**SOURCE TEXT**
##########
Up to 2,000 lives a year could be saved if routine breast cancer screening was extended to older women, according to the charity Age Concern.

Widespread ignorance among older women also meant that they were not aware that they were at risk, despite the fact that two-thirds of deaths from the disease occur in women aged 65 or over.

Unlike their counterparts aged 50 to 64, older women are not invited for three-yearly screenings through the NHS breast screening programme, but they can request one.

However the survey of more than 1,000 women aged 65 showed that 70 per cent of women are unaware that they are entitled to request a screening, largely believing this right lies with younger women. Government figures show that less than half of one per cent of older women take up this entitlement every year.

Even those who do ask for a screening may be turned down - 2 per cent of respondents said they were told that screening was not available or were refused the service.

Age Concern's report, Not At My Age, also showed that 64 per cent of respondents considered themselves "not very much at risk" from breast cancer and more than a quarter [28 per cent] believed that they were at "no risk at all". More than half had never had a mammogram.

The director-general of Age Concern, Sally Greengross, said: "These findings paint a very bleak picture for older women. The current system does not adequately cater for those women most at risk. Up to 2,000 extra lives a year could be saved if screening were extended to older women. It is vital that they are made aware of their rights to the screening service. It is unacceptable that their ignorance may kill."

The charity is calling for the NHS breast screening programme to be extended so that all women over 65 are included in invitations for screening.

The shadow health minister, Henry McLeish, said Labour was concerned at the number of older women who were not being offered screening or being refused the service.
##########
Entries from a collection
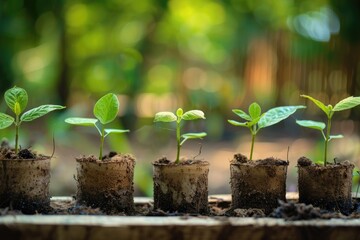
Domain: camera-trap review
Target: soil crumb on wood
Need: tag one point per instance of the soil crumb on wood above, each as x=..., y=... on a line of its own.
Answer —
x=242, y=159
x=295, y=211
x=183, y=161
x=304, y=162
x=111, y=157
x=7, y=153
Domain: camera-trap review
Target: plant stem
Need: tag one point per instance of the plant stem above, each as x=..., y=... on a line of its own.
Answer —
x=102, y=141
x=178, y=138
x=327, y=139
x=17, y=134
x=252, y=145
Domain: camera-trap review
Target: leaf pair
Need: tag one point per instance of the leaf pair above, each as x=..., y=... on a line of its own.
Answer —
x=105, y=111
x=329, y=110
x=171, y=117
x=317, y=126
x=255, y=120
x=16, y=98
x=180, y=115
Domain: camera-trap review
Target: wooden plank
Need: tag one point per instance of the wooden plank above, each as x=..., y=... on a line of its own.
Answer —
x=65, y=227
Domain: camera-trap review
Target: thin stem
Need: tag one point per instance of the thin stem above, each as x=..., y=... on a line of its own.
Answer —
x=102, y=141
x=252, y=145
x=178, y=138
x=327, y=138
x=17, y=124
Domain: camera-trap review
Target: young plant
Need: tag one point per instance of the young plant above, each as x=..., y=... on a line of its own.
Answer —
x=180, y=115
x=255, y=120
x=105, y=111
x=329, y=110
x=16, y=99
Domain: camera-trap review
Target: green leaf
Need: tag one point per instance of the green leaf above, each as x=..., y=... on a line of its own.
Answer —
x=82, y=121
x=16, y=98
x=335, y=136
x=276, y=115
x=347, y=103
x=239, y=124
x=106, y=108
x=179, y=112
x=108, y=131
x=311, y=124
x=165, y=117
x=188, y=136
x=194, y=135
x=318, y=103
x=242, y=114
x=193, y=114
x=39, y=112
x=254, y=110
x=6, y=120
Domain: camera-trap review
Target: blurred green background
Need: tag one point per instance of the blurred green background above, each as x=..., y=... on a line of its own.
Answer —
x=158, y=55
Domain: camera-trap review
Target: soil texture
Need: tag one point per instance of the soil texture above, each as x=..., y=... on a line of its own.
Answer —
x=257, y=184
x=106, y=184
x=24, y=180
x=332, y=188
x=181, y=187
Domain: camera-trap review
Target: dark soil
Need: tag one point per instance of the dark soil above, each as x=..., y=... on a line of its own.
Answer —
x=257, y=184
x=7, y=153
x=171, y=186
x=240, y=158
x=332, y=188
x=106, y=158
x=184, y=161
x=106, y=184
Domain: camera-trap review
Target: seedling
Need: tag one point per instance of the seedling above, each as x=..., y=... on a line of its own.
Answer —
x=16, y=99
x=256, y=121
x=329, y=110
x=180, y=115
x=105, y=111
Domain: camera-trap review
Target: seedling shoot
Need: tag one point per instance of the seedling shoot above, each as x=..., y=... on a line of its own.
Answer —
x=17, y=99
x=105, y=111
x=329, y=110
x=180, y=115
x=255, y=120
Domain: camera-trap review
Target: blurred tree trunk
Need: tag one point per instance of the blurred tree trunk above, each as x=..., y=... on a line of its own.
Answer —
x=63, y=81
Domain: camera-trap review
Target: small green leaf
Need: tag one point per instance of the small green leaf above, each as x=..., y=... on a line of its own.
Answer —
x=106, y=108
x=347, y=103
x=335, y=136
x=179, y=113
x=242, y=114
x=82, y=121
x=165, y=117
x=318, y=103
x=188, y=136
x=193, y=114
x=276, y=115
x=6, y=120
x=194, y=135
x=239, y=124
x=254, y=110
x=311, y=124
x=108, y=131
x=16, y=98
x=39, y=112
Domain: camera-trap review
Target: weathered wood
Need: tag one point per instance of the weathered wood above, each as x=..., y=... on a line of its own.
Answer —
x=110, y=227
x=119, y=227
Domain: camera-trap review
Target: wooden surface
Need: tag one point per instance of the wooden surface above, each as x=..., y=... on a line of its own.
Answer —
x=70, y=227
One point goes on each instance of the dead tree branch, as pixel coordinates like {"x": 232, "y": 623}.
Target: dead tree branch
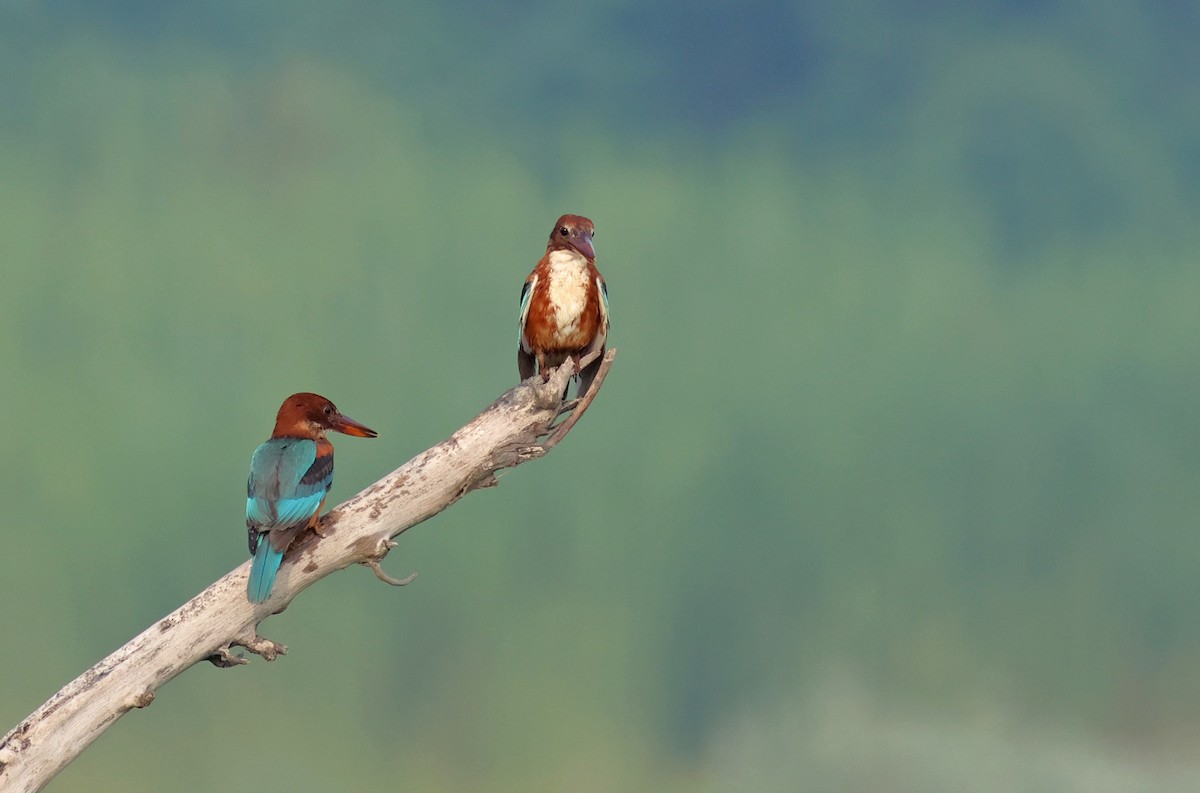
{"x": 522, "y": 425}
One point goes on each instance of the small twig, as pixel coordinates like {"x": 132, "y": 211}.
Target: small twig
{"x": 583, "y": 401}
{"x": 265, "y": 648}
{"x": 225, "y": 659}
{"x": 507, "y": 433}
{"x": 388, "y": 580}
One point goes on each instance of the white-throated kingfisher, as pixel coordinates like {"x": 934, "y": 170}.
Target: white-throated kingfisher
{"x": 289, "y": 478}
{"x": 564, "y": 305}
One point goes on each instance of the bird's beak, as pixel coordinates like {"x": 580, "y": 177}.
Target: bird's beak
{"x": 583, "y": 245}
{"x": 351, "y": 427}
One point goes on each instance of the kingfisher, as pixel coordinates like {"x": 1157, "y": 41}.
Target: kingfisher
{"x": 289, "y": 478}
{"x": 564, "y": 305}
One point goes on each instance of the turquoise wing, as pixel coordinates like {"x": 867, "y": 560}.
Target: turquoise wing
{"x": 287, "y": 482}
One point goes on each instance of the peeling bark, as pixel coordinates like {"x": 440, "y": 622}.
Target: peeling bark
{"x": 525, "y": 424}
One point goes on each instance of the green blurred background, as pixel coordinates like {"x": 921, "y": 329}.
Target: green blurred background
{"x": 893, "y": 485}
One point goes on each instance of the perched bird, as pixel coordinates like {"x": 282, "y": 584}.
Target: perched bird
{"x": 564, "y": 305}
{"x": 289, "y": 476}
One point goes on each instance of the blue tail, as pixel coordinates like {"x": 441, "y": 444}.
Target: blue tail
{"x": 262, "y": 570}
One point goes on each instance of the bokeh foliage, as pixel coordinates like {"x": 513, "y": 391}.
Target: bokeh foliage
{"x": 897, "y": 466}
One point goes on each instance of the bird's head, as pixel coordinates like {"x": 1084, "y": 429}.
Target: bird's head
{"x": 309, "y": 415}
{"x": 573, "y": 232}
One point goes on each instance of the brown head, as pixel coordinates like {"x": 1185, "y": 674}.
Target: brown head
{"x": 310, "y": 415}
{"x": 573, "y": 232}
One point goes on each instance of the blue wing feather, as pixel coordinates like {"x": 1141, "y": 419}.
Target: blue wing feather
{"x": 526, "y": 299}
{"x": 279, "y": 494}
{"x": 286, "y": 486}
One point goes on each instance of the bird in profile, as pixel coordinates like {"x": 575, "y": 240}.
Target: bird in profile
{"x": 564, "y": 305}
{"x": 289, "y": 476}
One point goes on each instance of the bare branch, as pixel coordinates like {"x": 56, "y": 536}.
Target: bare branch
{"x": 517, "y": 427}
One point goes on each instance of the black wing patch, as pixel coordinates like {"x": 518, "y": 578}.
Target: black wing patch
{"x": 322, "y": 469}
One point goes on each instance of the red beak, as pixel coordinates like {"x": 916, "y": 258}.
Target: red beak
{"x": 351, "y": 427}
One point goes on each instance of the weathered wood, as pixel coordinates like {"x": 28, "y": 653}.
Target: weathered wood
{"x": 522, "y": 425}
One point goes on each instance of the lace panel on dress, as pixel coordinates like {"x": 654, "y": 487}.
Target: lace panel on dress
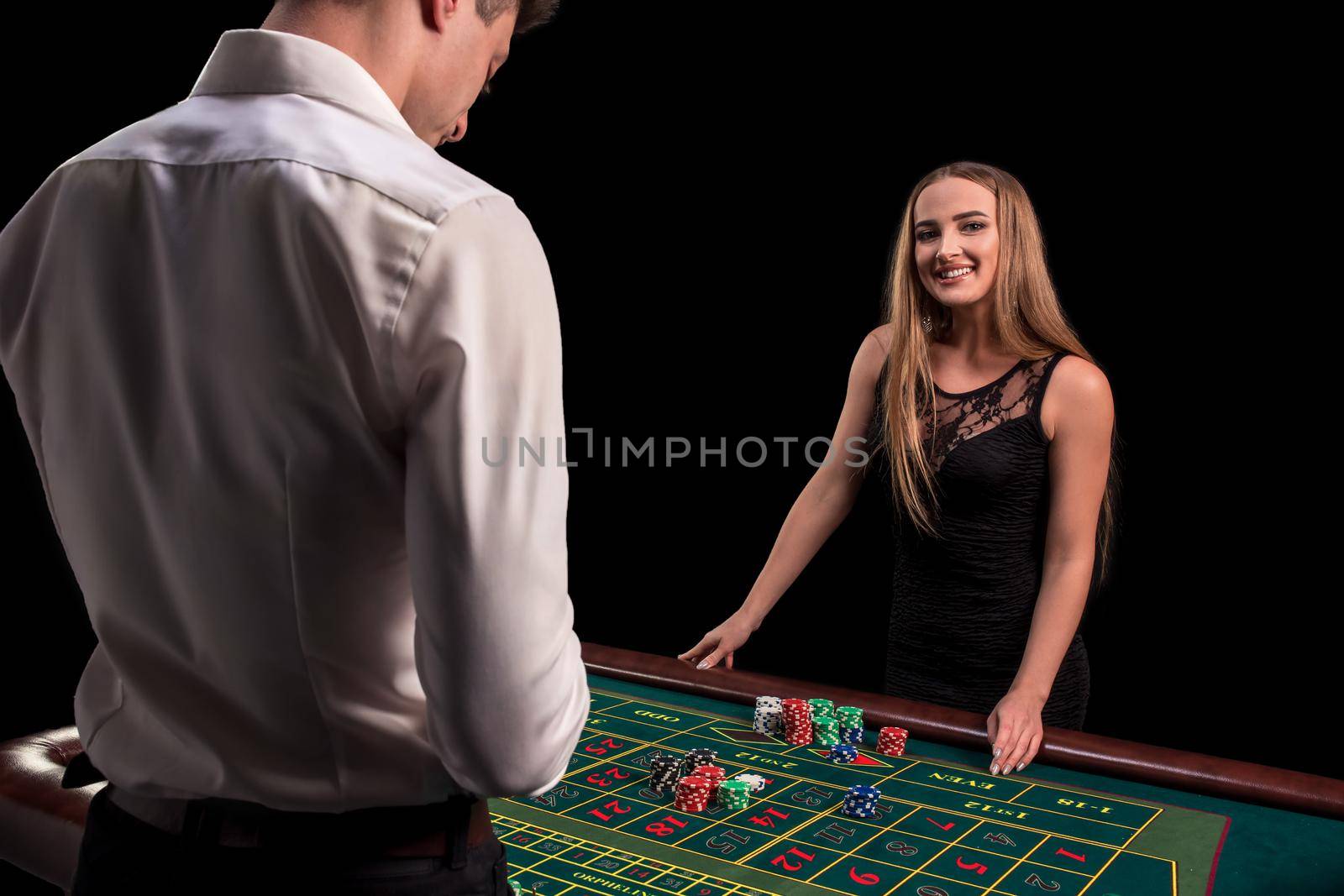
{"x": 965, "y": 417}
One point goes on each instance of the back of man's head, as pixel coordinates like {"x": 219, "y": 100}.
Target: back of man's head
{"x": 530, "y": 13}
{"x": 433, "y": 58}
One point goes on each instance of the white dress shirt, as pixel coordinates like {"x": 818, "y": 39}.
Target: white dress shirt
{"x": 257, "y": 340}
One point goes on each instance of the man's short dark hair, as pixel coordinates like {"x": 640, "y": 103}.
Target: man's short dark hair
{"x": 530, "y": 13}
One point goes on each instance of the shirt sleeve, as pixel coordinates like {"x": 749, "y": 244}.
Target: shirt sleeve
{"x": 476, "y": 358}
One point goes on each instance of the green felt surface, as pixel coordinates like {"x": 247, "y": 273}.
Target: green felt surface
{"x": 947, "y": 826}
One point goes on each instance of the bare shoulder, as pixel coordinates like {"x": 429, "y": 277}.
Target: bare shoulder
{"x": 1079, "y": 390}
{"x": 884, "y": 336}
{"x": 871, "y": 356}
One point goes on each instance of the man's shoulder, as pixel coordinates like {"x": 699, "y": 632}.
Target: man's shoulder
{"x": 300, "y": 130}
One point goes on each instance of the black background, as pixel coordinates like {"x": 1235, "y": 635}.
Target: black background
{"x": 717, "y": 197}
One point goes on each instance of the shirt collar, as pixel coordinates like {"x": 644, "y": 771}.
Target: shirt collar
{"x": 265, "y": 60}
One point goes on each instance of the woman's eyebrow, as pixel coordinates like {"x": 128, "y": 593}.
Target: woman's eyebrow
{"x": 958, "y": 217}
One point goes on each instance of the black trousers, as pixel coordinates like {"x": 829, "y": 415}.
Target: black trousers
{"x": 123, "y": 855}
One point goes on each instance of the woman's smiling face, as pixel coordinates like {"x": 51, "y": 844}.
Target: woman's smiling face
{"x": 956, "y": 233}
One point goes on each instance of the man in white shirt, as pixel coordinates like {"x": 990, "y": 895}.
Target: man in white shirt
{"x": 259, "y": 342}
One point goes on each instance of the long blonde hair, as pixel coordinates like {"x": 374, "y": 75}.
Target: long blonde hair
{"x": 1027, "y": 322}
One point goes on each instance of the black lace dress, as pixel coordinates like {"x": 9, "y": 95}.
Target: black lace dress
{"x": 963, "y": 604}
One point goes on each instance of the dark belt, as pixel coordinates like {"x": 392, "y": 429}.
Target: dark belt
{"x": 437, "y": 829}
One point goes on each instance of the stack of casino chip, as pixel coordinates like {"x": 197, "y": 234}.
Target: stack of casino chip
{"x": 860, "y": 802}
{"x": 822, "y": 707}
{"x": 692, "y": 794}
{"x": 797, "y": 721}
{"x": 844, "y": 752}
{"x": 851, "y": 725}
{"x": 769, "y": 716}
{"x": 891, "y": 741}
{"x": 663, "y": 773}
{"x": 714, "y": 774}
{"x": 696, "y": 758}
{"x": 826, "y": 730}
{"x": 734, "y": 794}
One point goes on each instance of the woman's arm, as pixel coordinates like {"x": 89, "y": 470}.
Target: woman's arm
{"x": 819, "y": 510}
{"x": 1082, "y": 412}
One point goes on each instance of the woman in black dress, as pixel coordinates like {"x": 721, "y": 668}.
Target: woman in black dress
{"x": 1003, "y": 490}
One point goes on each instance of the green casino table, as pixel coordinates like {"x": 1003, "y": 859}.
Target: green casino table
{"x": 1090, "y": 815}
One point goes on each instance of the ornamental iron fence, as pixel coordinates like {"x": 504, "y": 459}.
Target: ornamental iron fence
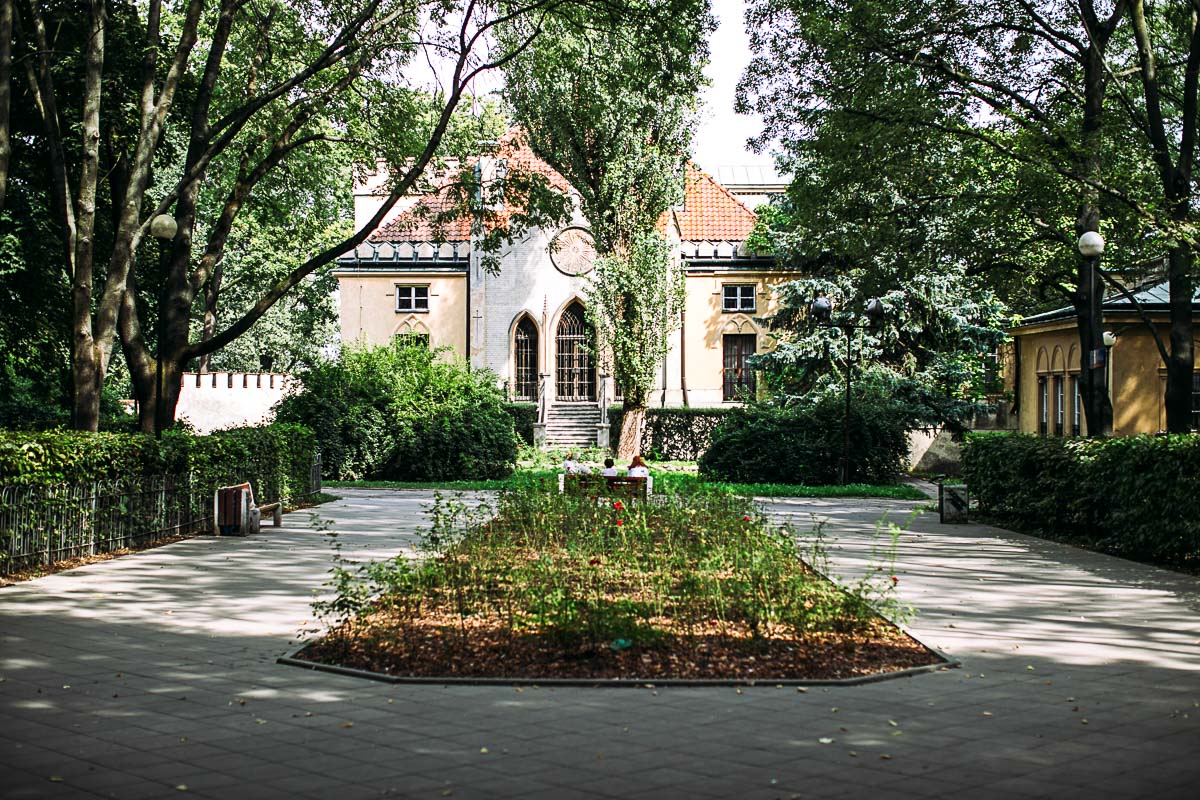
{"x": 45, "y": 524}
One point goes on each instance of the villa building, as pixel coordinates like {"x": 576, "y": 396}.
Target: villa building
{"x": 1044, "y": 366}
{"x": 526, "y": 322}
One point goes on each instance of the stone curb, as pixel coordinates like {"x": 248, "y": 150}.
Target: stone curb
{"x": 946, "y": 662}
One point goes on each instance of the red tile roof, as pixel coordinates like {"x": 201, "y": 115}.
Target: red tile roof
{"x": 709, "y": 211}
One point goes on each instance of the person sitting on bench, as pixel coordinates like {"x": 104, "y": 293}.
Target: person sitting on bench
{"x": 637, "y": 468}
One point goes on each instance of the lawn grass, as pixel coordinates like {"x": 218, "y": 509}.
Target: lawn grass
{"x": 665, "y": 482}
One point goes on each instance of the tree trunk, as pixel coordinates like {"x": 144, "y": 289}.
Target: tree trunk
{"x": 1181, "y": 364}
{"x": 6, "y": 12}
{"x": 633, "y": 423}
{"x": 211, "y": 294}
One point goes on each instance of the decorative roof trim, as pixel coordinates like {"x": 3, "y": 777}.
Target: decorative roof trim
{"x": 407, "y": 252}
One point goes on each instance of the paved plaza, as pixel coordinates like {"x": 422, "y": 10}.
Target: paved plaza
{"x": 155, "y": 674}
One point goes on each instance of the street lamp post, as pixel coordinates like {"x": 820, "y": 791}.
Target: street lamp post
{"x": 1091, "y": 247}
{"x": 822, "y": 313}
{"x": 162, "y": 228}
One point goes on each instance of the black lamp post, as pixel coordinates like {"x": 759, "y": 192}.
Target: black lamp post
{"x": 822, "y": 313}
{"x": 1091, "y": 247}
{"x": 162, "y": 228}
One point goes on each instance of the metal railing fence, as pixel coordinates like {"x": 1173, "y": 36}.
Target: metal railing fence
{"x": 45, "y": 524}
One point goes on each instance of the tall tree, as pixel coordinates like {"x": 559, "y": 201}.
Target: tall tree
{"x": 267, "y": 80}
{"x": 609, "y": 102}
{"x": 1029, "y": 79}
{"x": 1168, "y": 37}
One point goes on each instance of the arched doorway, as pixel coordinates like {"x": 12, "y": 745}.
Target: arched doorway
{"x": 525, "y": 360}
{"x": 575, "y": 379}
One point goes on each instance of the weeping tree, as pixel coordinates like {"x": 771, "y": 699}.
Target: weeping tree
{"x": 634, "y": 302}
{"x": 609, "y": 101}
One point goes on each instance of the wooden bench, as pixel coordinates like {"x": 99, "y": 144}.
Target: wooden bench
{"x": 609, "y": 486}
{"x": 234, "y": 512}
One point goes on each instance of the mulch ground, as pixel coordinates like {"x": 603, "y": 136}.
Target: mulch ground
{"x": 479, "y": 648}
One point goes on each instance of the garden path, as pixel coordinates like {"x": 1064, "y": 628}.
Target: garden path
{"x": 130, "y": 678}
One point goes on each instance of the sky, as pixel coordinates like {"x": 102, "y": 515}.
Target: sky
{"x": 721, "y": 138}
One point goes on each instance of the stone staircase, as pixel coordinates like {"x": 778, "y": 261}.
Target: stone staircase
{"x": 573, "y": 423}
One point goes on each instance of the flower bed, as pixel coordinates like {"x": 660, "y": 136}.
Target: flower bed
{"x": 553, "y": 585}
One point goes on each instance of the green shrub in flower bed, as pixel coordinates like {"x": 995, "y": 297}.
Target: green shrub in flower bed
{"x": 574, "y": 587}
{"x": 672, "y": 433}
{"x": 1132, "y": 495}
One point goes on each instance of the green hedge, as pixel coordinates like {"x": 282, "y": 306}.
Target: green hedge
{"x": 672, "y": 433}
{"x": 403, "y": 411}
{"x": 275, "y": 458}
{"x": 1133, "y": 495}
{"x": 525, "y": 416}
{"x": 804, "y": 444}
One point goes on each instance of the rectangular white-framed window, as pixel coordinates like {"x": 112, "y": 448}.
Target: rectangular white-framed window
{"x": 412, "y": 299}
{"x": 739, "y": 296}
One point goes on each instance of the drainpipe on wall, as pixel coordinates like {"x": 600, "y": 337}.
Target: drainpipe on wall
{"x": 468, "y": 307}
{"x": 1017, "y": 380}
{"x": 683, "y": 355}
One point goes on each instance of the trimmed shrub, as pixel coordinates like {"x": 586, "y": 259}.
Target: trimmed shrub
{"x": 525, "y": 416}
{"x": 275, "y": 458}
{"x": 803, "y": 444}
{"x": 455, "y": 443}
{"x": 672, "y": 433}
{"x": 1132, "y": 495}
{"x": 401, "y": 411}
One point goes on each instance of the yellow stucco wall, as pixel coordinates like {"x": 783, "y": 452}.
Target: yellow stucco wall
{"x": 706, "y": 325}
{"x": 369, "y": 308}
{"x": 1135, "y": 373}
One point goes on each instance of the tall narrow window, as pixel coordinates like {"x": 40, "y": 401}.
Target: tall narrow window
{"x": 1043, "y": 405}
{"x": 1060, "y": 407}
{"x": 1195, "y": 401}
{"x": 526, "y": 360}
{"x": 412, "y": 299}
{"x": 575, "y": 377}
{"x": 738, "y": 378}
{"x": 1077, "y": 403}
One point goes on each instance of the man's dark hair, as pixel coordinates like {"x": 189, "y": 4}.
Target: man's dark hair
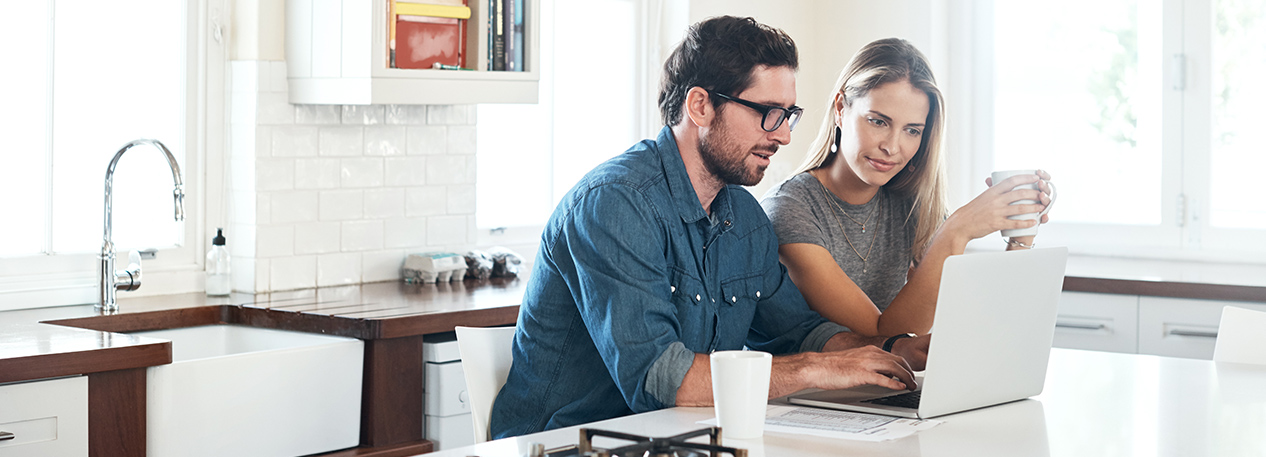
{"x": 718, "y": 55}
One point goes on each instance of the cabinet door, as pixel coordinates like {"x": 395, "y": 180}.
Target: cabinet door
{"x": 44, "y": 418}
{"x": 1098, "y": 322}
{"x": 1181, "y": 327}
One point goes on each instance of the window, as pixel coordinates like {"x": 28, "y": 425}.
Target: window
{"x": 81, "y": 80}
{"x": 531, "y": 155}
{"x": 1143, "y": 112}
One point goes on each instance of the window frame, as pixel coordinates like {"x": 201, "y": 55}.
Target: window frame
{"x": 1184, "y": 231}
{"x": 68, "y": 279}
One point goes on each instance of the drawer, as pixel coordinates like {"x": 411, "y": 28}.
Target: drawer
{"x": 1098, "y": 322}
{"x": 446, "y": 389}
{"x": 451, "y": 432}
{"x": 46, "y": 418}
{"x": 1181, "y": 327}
##########
**ACTIVITIES**
**A.** In the breast cancer screening article, what share of the women surveyed did not know they were entitled to request a screening?
**B.** Please write the next part of the breast cancer screening article, picking up after its final sentence.

**RESULTS IN ORDER**
**A.** 70 percent.

**B.**
Breast cancer caused 5 per cent of all deaths in women, he said, and many could be prevented. "The Government is failing to meet its own targets for reducing the number of deaths from breast cancer."

But Julietta Patnick, national co-ordinator of the NHS breast screening programme, said that they had funded an educational drive with Age Concern to inform older women of their right to screening: "However I must emphasise we are not yet in a position to start including older women in the automatic call and recall system," she said.

"The programme prides itself on strict evaluation of new developments before they are fully incorporated. That is why we have welcomed the pilot programmes into increasing the screening age which are being set up in Wakefield and Brighton."

Breast cancer was also the subject of controversy after cancer specialists questioned the value of the Government's screening programme.

Professor Gordon McVie, scientific director of the Cancer Research Campaign, and Professor Michael Baum, a consultant surgeon at the Royal Marsden Hospital, London, said in September that the Government should reconsider the value for money of a programme that costs pounds 27m a year.